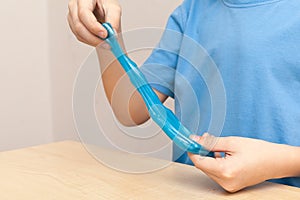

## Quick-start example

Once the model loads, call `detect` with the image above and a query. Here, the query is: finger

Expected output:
[188,153,221,175]
[68,4,103,46]
[68,15,92,45]
[77,0,106,38]
[197,133,233,152]
[103,5,122,33]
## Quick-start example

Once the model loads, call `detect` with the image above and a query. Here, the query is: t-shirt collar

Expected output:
[223,0,281,7]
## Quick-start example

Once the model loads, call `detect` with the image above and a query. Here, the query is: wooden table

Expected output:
[0,141,300,200]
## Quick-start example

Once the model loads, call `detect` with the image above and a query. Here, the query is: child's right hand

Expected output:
[68,0,122,46]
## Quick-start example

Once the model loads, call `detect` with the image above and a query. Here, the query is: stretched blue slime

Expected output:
[102,23,213,157]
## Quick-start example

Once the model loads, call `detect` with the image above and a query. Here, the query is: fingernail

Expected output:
[99,32,106,39]
[190,135,200,142]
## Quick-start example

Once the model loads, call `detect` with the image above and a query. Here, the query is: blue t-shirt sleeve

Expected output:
[141,1,185,98]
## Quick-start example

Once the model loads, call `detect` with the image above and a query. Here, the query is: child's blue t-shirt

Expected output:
[141,0,300,187]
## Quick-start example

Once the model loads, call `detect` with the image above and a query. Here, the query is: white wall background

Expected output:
[0,0,182,150]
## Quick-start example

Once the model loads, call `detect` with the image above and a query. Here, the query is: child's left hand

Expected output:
[189,134,300,192]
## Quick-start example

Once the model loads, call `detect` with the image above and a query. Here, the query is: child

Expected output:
[68,0,300,192]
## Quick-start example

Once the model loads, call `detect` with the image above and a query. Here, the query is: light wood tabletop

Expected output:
[0,141,300,200]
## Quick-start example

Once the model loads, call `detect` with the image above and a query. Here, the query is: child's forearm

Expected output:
[97,39,167,126]
[272,144,300,178]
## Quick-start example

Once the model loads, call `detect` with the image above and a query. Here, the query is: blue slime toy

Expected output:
[102,23,213,157]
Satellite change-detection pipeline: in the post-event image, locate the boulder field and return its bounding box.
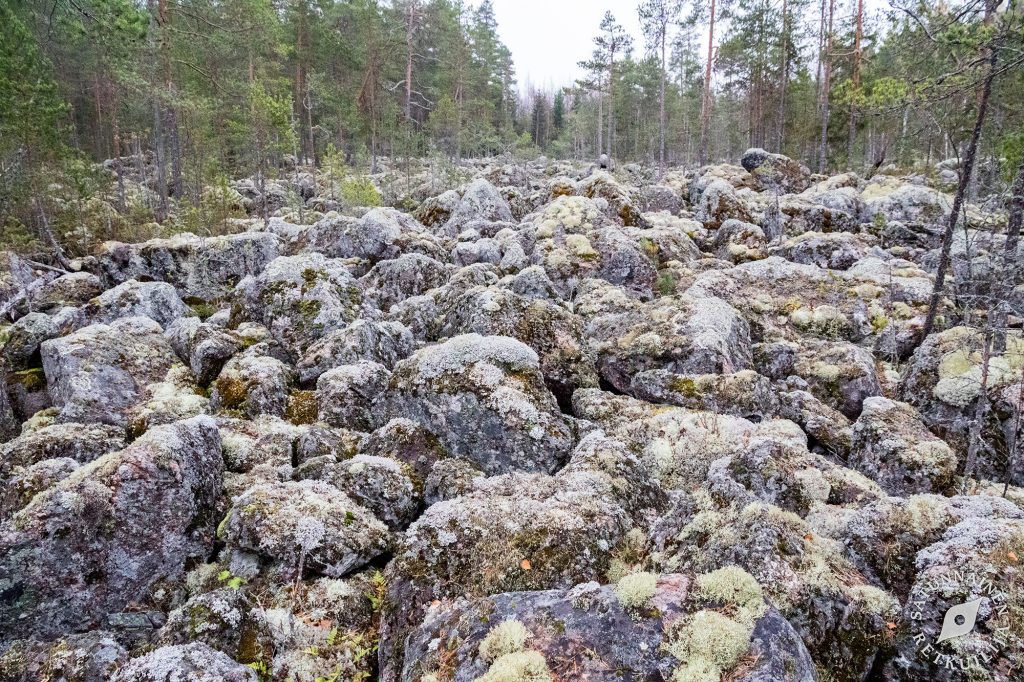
[0,150,1024,682]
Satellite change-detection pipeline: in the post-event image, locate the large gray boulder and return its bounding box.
[0,417,223,638]
[440,287,598,407]
[847,397,957,496]
[41,317,178,426]
[233,253,361,357]
[380,442,665,680]
[296,319,415,385]
[218,480,390,578]
[0,630,128,682]
[165,317,246,386]
[84,280,191,329]
[438,178,512,237]
[739,147,811,195]
[96,232,279,300]
[0,424,125,478]
[398,569,818,682]
[359,253,452,312]
[380,334,572,474]
[302,208,441,263]
[111,642,259,682]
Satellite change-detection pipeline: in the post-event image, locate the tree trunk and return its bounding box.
[153,97,167,222]
[108,81,125,213]
[775,0,790,154]
[846,0,864,170]
[606,52,615,160]
[964,321,992,481]
[818,0,836,173]
[993,159,1024,354]
[167,106,184,199]
[657,26,669,175]
[406,0,418,123]
[924,39,999,338]
[699,0,715,166]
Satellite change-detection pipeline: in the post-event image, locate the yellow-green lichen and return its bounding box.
[615,572,657,609]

Exercise
Put every line of the records above into a JSON list of strings, one string per line, and skip blank lines. Leave out the pictures.

Answer for this exercise
[
  "## Quick-start example",
  "Once the model loads, call `detect` with the image above and a query. Here, the query is: finger",
  "Expected output:",
  "[188,153,221,175]",
  "[68,4,103,46]",
  "[68,15,92,45]",
  "[77,0,106,38]",
  "[197,133,233,152]",
  "[103,5,122,33]",
  "## Quick-start example",
  "Once the model loads, call `detect` with the image above and a query. Here, the query is: t-shirt collar",
  "Expected output:",
  "[223,0,281,7]",
  "## Quick-start example",
  "Once the model loads, call `detect` with the image above and a query. Here, the query is: wooden table",
  "Expected output:",
  "[0,141,300,200]",
  "## Quick-start example",
  "Once the model loads, call `detect` with the image above and a query. Here, the query is: child's right hand",
  "Expected output:",
  "[68,0,122,46]",
  "## Quick-start example",
  "Once the model loads, call `detect` with the image above and a query. Here, the query is: stretched blue slime",
  "Expected output:",
  "[102,23,213,157]",
  "## Quick-start example",
  "Once the model loads, call `detect` with the image above and a query. Here, the query is: fingernail",
  "Expected output:",
  "[99,32,106,39]",
  "[190,135,200,142]",
  "## Quick-start example",
  "Once the model loads, call `detect` with the image above and a query. Here, the query is: blue t-shirt sleeve",
  "Expected output:",
  "[141,1,185,98]",
  "## Quick-start example",
  "Once the model loads, call `detect` with the image above and a query. Here, the query is: child's blue t-shirt",
  "Expected output:",
  "[141,0,300,187]",
  "## Quick-start example",
  "Once the model loads, call `detect` with the image above and a query. Here, the query is: white wall background",
  "Expected output:",
  "[0,0,182,150]",
  "## Quick-start example",
  "Once the model loads, call `detect` with the image above and a query. Here, the query is: child's left hand",
  "Expected output:",
  "[189,134,300,192]",
  "## Quick-start example",
  "Once the model loads, call `detect` with the image above and a query. Here, the query is: child",
  "Expected output:",
  "[68,0,300,192]",
  "## Quick-start example",
  "Once the model loads, call `detect` with the image above and a query. Here, the query is: light wood tabletop",
  "Expected output:",
  "[0,141,300,200]",
  "## Quick-start example",
  "Once the model loads, call `detect` with the image above and a query. Here, the query is: child's forearm",
  "Expected output:",
  "[97,39,167,126]",
  "[272,144,300,178]",
  "## Quick-start example",
  "Once the model loads, call `detect` with the image above and a query. Here, the query is: blue slime toy",
  "Expected output:",
  "[102,23,213,157]",
  "Satellite change-detection pipeline: in the post-event image, locate the boulder field and return its bounding box.",
  "[0,150,1024,682]",
  "Satellite change-detection pipeline: in the post-event image, locate the large gray boulder and return its bounding box.",
  "[0,417,223,638]",
  "[440,287,598,407]",
  "[847,397,957,496]",
  "[41,317,178,426]",
  "[233,253,361,357]",
  "[380,442,665,680]",
  "[296,319,415,385]",
  "[218,480,390,578]",
  "[0,630,128,682]",
  "[165,317,246,386]",
  "[84,280,191,329]",
  "[438,178,512,237]",
  "[739,147,811,195]",
  "[96,232,279,300]",
  "[0,424,125,478]",
  "[398,569,818,682]",
  "[359,253,452,312]",
  "[380,334,572,474]",
  "[302,208,441,263]",
  "[111,642,259,682]",
  "Satellite change-detection pipeline: in the post-event image, locate the tree trunk and return its bounding box.",
  "[153,97,167,222]",
  "[108,81,125,213]",
  "[775,0,790,154]",
  "[846,0,864,170]",
  "[606,52,615,160]",
  "[964,321,992,481]",
  "[818,0,836,173]",
  "[993,159,1024,354]",
  "[167,106,184,199]",
  "[657,26,669,175]",
  "[406,0,418,123]",
  "[924,39,999,338]",
  "[699,0,715,166]",
  "Satellite change-detection pipeline: in the post-event image, locate the yellow-green lichen and return its bounding box.",
  "[615,572,657,609]"
]